## Begin EXCERPT PROVIDED
JURISDICTION     :   SUPREME COURT OF WESTERN AUSTRALIA

TITLE OF COURT  :   THE COURT OF APPEAL (WA)

CITATION: KUDRIN -v- CITY OF MANDURAH [2012] WASCA 65 (S)

CORAM:   BUSS JA

NEWNES JA
ALLANSON J

HEARD:   16 DECEMBER 2011 & ON THE PAPERS

DELIVERED          :   27 MARCH 2012

SUPPLEMENTARY

DECISION              :3 MAY 2012

FILE NO/S:   CACV 2 of 2011

BETWEEN:   NIKOLAI KUDRIN

First Appellant

MARIA KUDRIN
Second Appellant

AND

CITY OF MANDURAH
Respondent

ON APPEAL FROM:

Jurisdiction              :  DISTRICT COURT OF WESTERN AUSTRALIA

Coram  :WISBEY DCJ

File No  :CIV 1629 of 2009

Catchwords:

Practice and procedure - Costs - Successful party entitled to order for costs - Turns on its own facts

Legislation:

Rules of the Supreme Court 1971 (WA), O 66 r 1

Result:

Appellant to pay respondent's costs to be taxed

Category:    B

Representation:

Counsel:

First Appellant              :     In person

Second Appellant          :     In person

Respondent:     Mr J Eller

Solicitors:

First Appellant              :     In person

Second Appellant          :     In person

Respondent:     John Eller

Case(s) referred to in judgment(s):

Kudrin v City of Mandurah [2012] WASCA 65

  1. JUDGMENT OF THE COURT:    On 27 March 2012, we dismissed an appeal by the appellants against a decision of Wisbey DCJ in the District Court striking out the appellants' statement of claim as disclosing no arguable claim and dismissing their action for negligence against the respondent: Kudrin v City of Mandurah [2012] WASCA 65.  The appellants, who are both elderly, did not attend when judgment was delivered and were given an opportunity to make written submissions on costs.  Both parties have now filed and served submissions on costs and, in accordance with an order made on 27 March 2012, the question of costs is to be determined on the papers.
## End EXCERPT PROVIDED
## Begin STORED DATA
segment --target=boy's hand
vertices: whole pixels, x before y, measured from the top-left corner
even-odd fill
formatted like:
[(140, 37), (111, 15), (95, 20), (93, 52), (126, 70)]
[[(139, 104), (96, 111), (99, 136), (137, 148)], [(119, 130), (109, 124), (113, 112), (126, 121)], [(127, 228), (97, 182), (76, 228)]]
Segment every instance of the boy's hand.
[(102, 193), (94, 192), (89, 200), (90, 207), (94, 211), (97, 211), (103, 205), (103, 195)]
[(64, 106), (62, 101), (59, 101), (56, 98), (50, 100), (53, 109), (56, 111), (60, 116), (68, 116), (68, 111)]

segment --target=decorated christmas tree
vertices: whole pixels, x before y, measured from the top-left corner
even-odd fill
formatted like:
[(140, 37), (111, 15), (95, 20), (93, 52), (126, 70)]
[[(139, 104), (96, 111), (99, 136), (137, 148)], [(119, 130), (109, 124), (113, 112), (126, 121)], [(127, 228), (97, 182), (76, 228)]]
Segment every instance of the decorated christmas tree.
## End STORED DATA
## Begin STORED DATA
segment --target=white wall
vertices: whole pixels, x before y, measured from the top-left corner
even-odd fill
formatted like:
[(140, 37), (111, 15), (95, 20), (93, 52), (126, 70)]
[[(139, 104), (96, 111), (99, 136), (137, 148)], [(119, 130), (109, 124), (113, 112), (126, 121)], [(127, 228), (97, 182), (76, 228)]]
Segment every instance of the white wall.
## End STORED DATA
## Begin STORED DATA
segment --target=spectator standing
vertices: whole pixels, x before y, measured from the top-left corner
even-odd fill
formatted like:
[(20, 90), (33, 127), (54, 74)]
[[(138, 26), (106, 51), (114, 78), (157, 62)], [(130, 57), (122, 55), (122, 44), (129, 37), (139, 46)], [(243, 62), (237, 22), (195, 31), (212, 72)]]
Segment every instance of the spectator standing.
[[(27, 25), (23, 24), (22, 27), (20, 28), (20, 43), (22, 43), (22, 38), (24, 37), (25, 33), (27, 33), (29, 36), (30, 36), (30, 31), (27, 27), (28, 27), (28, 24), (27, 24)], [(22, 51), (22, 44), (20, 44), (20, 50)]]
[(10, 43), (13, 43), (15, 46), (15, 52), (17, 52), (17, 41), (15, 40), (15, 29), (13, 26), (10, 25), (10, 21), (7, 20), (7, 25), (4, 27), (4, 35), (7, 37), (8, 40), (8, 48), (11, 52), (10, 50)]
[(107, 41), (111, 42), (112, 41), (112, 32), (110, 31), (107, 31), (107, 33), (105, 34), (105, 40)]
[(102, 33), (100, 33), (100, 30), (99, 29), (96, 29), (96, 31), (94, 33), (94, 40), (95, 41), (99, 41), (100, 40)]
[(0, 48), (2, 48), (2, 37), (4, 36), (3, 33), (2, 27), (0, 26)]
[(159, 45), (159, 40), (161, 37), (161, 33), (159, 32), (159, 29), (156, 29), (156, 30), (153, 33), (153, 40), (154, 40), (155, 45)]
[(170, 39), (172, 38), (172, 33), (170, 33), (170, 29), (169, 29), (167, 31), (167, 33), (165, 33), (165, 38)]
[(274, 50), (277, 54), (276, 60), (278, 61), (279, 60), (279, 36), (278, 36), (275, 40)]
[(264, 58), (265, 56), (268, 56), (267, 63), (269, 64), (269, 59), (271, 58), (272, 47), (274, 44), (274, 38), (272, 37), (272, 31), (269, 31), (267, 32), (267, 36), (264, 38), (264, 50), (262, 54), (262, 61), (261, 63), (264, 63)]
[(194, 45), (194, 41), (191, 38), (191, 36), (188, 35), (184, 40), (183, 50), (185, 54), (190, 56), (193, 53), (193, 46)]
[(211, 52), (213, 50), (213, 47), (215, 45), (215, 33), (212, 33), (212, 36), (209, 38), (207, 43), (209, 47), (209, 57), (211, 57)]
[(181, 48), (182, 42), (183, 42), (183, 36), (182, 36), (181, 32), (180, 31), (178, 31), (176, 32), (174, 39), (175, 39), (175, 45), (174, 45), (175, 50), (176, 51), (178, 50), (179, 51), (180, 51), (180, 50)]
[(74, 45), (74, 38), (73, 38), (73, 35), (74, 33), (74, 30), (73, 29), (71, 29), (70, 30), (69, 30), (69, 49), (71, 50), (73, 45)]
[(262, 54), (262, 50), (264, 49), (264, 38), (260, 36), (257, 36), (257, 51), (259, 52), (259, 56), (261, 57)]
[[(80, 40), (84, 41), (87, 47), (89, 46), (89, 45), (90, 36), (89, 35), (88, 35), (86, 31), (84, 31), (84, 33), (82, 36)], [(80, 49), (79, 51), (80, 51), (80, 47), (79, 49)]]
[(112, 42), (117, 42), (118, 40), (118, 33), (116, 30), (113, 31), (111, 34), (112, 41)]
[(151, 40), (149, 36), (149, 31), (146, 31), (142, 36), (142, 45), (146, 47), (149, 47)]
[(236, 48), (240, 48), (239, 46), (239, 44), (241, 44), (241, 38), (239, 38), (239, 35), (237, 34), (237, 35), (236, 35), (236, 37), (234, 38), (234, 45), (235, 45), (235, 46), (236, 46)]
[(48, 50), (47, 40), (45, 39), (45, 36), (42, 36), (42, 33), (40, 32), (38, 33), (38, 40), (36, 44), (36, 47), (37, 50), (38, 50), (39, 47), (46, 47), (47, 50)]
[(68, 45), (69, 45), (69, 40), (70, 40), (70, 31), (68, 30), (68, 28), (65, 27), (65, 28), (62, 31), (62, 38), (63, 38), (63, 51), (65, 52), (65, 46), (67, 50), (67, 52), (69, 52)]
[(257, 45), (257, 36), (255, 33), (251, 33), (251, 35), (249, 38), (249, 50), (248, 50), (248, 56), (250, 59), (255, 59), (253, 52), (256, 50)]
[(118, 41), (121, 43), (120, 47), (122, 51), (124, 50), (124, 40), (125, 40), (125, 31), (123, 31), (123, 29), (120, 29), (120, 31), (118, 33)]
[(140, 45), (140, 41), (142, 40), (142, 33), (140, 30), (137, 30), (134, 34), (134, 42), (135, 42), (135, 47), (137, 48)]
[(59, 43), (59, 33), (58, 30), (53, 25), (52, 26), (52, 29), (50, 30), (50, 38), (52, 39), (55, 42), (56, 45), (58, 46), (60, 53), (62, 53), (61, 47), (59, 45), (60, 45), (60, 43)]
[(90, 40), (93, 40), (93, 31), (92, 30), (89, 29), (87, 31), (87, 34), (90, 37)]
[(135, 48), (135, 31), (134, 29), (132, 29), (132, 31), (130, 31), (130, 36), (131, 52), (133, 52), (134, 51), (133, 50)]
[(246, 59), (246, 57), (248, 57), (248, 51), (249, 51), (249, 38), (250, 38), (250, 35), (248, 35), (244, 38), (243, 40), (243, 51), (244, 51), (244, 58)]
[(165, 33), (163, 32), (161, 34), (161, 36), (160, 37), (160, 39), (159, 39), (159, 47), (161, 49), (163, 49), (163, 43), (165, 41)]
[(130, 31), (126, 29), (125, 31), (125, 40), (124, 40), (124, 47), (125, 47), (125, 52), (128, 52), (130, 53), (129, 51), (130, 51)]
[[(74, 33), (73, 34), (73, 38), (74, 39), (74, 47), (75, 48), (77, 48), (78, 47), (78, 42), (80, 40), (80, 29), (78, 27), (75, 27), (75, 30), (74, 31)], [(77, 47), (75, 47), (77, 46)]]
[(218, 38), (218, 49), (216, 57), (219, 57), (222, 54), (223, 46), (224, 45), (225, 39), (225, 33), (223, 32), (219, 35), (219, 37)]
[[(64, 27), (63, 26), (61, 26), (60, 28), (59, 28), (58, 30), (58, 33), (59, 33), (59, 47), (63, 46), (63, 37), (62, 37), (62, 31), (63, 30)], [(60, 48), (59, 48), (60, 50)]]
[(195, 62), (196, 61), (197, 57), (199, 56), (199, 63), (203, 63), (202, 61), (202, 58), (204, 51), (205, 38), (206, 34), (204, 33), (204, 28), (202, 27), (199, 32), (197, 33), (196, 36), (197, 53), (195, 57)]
## End STORED DATA
• [SET PROBLEM 1]:
Using the Kudrin v City of Mandurah judgment:
(a) Which judge made the District Court decision under appeal?
(b) On what date was the supplementary decision given?
(c) How is the question of costs to be determined?
• [SET PROBLEM 2]:
Carry on the Kudrin v City of Mandurah judgment on costs from the point where it stops.

• [WRITTEN RESPONSE 1]:
(a) Wisbey DCJ
(b) 3 May 2012
(c) On the papers

• [WRITTEN RESPONSE 2]:
Background

  1. The appellants' action had its origins in 1993 when the appellants' neighbours erected a retaining wall just inside and parallel to the boundary fence between the two properties.  The appellants believed that the retaining wall had not been constructed in accordance with the plans approved by the respondent, the local authority, and that the construction was inadequate. 

  2. On 20 February 2003, following complaints by the appellants, the respondent issued to the neighbours a notice under s 401 of the Local Government (Miscellaneous Provisions) Act 1960 (WA) (the Act). The notice stated that the retaining wall had not been constructed in accordance with the plans approved by the respondent and required the neighbours to alter the retaining wall so as to bring it into conformity with the approved plans. An appeal by the neighbours to the relevant minister was dismissed on 4 June 2003.

  3. On 18 June 2003, the respondent wrote to the neighbours saying (relevantly) that it was prepared to allow the retaining wall to remain provided the neighbours provided evidence from a licensed land surveyor that the retaining wall could be kept within the boundaries of their property and a professional engineer had certified its structural integrity.  The neighbours satisfied those requirements.

  4. In 2006, there was a further dispute as to whether the retaining wall was moving but following an exchange of conflicting engineering reports the respondent took no action in relation to the matter. 

  5. The appellants subsequently brought an action in the District Court against the respondent claiming, in effect, that it was negligent in failing to enforce the s 401 notice and alleging that they had suffered inconvenience and emotional distress as a result.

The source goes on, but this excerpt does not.